THE PROBLEM:
Everything in the data below is left aside except the lines from the one containing "For each instance of the pink" through the one containing "For each instance of the dirt"; repeat those exactly.

EXTRACTED DATA:
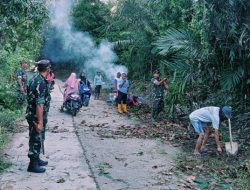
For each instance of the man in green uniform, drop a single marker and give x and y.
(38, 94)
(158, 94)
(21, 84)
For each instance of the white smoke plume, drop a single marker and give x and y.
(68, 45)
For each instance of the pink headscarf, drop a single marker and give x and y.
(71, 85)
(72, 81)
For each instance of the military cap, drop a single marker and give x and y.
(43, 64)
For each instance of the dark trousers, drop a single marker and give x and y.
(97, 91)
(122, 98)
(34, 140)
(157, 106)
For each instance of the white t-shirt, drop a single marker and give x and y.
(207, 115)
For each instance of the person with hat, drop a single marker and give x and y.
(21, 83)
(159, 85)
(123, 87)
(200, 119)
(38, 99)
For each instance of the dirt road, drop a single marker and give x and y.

...

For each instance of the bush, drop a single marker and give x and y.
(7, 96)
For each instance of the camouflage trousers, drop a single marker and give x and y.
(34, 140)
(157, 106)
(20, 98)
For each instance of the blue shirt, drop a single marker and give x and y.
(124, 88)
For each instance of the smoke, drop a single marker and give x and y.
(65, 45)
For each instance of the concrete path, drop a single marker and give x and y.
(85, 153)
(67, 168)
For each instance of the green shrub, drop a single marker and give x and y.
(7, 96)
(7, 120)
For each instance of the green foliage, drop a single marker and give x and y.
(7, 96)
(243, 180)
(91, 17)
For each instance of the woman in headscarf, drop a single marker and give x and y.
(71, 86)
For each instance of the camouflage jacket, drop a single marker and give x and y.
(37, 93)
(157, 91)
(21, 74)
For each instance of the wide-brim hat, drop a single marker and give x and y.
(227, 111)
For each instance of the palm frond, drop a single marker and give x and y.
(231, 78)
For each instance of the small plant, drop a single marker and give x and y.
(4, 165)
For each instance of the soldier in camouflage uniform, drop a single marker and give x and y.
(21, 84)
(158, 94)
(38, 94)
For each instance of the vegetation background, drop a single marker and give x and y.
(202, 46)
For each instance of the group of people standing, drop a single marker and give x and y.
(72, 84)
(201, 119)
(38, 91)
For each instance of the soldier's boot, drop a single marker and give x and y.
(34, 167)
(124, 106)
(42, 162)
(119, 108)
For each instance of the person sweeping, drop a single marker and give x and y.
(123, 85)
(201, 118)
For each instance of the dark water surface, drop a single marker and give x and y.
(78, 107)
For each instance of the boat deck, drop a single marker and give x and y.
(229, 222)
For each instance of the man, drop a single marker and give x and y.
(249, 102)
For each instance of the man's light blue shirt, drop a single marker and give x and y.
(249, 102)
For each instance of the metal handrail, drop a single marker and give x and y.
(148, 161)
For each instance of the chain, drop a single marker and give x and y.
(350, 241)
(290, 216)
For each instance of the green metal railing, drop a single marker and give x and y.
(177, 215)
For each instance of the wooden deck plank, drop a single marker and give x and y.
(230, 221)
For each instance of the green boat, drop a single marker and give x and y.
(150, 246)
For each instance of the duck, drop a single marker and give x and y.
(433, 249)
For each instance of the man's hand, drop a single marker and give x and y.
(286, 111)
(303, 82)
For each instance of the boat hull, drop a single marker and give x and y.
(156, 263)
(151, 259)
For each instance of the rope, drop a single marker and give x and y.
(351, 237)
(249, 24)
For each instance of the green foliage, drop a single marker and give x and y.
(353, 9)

* * *

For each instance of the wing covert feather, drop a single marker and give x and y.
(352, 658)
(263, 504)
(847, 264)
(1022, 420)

SOLUTION TO THIS PROBLEM:
For each instance of the pink headscarf, drop a single marker and give x and y.
(71, 85)
(72, 81)
For each instance of the military cap, drop a single marker and give x and y.
(43, 64)
For each instance of the dark trousers, drop a single marker and give x and y.
(97, 91)
(122, 98)
(34, 140)
(157, 106)
For each instance of the white t-shirt, drop a single marker and give x and y.
(207, 115)
For each instance of the person with hat, drop a single marker and give x and y.
(21, 83)
(159, 85)
(123, 87)
(200, 119)
(38, 99)
For each instance of the dirt road, drop a single marker and give x and y.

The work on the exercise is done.